Extract the text of each entry below exactly, leaving every image behind.

BEGIN Material provided

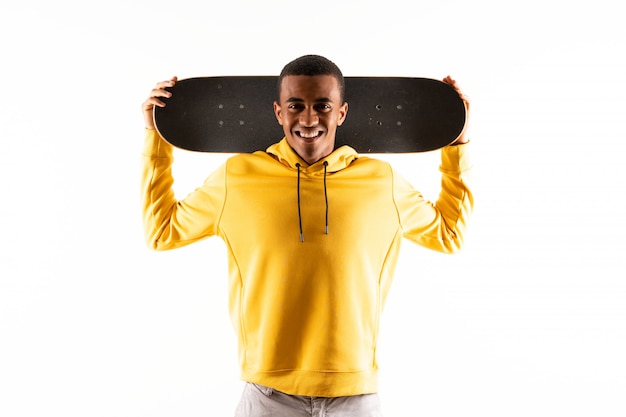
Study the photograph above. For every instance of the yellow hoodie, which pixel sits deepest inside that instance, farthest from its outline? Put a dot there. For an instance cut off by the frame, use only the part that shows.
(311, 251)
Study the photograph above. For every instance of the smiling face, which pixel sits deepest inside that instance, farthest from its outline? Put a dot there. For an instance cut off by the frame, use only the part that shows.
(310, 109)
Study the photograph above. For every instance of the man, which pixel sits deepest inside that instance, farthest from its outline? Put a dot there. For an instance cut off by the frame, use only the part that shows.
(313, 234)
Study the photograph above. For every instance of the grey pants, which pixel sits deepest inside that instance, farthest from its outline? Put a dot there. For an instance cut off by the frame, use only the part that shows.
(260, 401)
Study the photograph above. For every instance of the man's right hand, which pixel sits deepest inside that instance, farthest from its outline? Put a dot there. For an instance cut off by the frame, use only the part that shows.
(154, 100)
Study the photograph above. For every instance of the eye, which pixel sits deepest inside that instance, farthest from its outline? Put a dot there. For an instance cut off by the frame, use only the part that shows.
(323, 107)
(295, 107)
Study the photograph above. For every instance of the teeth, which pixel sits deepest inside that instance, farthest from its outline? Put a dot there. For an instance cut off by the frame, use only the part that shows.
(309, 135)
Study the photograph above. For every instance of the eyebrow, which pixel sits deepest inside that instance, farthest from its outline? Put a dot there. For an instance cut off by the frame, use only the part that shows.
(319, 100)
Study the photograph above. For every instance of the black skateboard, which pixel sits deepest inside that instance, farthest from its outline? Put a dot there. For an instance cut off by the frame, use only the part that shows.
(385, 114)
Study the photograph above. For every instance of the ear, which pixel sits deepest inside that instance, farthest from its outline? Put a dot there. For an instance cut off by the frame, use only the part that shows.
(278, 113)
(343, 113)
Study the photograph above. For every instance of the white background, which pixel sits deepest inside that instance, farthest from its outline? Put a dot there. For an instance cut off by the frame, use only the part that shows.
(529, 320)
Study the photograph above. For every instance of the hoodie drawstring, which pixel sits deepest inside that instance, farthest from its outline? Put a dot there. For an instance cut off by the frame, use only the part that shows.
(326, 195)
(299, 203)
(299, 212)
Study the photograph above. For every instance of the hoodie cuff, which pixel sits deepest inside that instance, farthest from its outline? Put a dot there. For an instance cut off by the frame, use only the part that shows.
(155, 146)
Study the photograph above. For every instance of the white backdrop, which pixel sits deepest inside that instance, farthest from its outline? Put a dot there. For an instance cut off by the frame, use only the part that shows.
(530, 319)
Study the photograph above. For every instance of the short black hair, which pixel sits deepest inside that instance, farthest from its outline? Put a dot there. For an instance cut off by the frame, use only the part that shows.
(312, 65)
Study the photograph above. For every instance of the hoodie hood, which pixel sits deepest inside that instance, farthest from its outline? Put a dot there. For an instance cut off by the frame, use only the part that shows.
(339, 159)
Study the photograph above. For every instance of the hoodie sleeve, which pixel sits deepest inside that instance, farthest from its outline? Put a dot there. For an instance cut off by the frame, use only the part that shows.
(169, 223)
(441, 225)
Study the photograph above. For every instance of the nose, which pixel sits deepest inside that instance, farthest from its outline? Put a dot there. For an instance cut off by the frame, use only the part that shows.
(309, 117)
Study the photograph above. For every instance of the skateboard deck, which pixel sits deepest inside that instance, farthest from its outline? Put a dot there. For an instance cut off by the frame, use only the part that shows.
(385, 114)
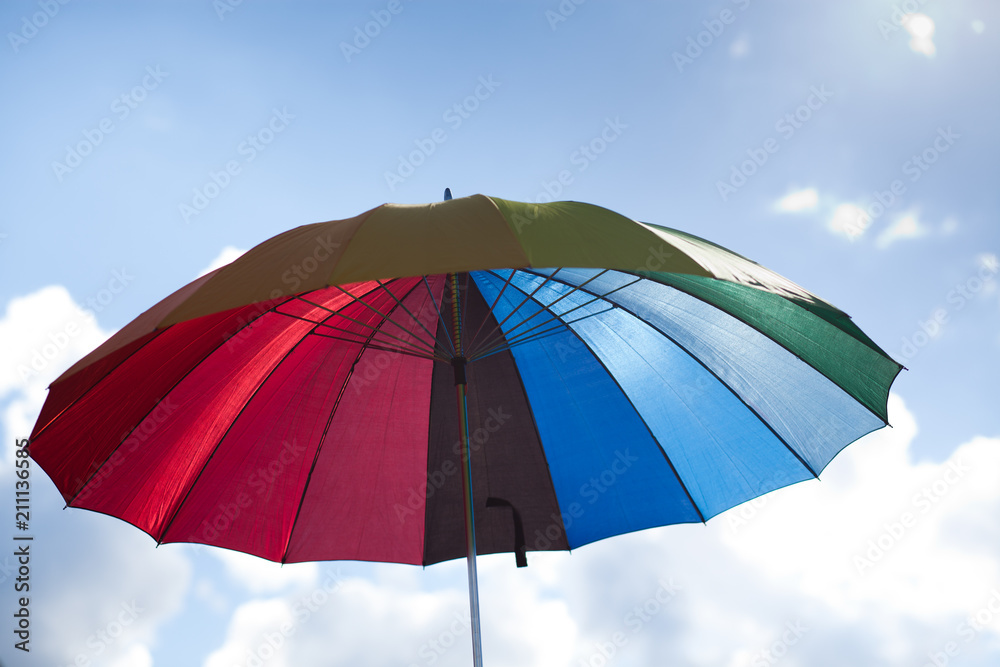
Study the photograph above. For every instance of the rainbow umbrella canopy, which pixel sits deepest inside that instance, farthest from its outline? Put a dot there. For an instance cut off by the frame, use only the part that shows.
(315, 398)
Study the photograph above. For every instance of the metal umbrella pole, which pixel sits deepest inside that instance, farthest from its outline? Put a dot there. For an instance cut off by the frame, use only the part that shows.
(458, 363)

END Material provided

Finished task ::
Study the photograph above. For every instance of the yellow hoodie, which pixel sits deepest inside that instance, farthest from its outline? Put a dot there. For an instance cut off by the frame, use only the part that shows.
(311, 251)
Study the photograph above. For every instance of the smiling face, which pixel sits deepest inside that instance, farthest from its outline? Put a dot there. For an instance cut off by the frame, use only the part that shows.
(310, 109)
Study the photograph above. For every instance of the man, which pixel sits deepest inside that instance, farthest from its outline? Put a dot there. For an instance cut off by the frame, use only the part that shows.
(313, 234)
Study the photograph above. For every instance of the grey pants, which pixel sits deepest inside that instance, farthest from its outline? Put a dot there. For an instance cut off by the frame, use only the part that shows.
(260, 401)
Study the photograph above. For every instance of the man's right hand, which pixel sits deepest inside that instance, farthest from its outline? Put a dot there. For an instance cut off by the frame, use only the part that shows.
(154, 100)
Study the photograph above. For every instance of the eye, which pixel sits deepest inside that instance, farthest from its outline? Put a dot there. For an instance cut off by the frame, use only the part that shows.
(323, 107)
(295, 107)
Study the photograph above. For every instance of the teeth, which pixel sits deepest inside that instance, farthest from its outline? Put a dot there. For an instance cut off by the frame, use only the part that shows.
(309, 135)
Study the photograph above. For every instance of the eyebrow, which pixel sits deepest inside that instance, farthest from its outline? Put a dot there. For an instance cut off by the frame, use only the part that shows.
(319, 100)
Study the photograph above. For every instance of the black skateboard, which pixel sits deepest inside that instance, farthest from its outline? Put a dot there. For an instance cut off by the frame, use only the part that shows.
(385, 114)
Study the photograph above. For every instance of the ear, which pixel sits deepest inside that instance, farthest from its outline? Put a dot there. For an instance cut off by the frame, use only the part that shows.
(278, 113)
(343, 113)
Study the photograph above. For every instance of the white background, which pixel sits deepest inside that instance, farthest from its outline? Put a dot there. For an instance cut off by the frame, use only the part that shows.
(529, 320)
Study the photograph above. For every instance of the hoodie drawstring, which pixel sits deepest inside that instance, farthest from its outline? Put a dot there. For an instance cut off by the frame, use only the part that shows.
(326, 195)
(299, 203)
(299, 212)
Study the photograph above. For every instance of the hoodie cuff, which pixel sits deepest inside that instance, farthest from its outline? Put a dot there. For an instance cut off by the frame, use only the part that shows.
(155, 146)
Study the photograph above. For every instance of the white backdrop, which pixel sits deepest inside that instance, farthest from its outline? Put a dot there. For an instance cut off by the frame, use only the part that shows.
(530, 319)
Study the photograph above. For every instance of the short black hair, which pixel sits deepest inside that instance, farthest from its outline? Put a dot there. For an instance cut off by the frame, use only the part that shows.
(312, 65)
Study the photograph above. For every instance of the hoodie hood, which pixel sits deepest inside that instance, farthest from its outline? Put a dot there. For an instance cut off by the frame, use only the part that shows.
(339, 159)
Study the photograph above. For every instance of the hoodie sleeve, which pixel sits deepest inside that instance, farthest from its outline? Put a dot there. For an instance cut off by the frame, use only the part that shows.
(169, 223)
(441, 225)
Study the photograph above. For every instance of the nose, which pixel sits deepest inside that instance, farthest from its outline? Put a dot there. For an instance cut off by the frame, use only the part that shows.
(309, 117)
Study the photograph above. For every instance of the skateboard deck, which pixel sits deepest inside that instance, farthest from its outline? Put a dot there. For an instance cut off by the frame, use only the part that shows.
(385, 114)
Study the photograph above. For every instance of the rainbow umbrella canopy, which pixel sits deepest inside that instance, farthest from its outline? Put a dot there. For an instance cut off by the frame, use only the part that shows.
(315, 398)
Study the photograph above. For every instance of the metal umbrella pole, which pixel sits deepest inside that instance, farthest from its outline? Put a dot there. For an instance cut off by the frame, use only the part that shows.
(458, 363)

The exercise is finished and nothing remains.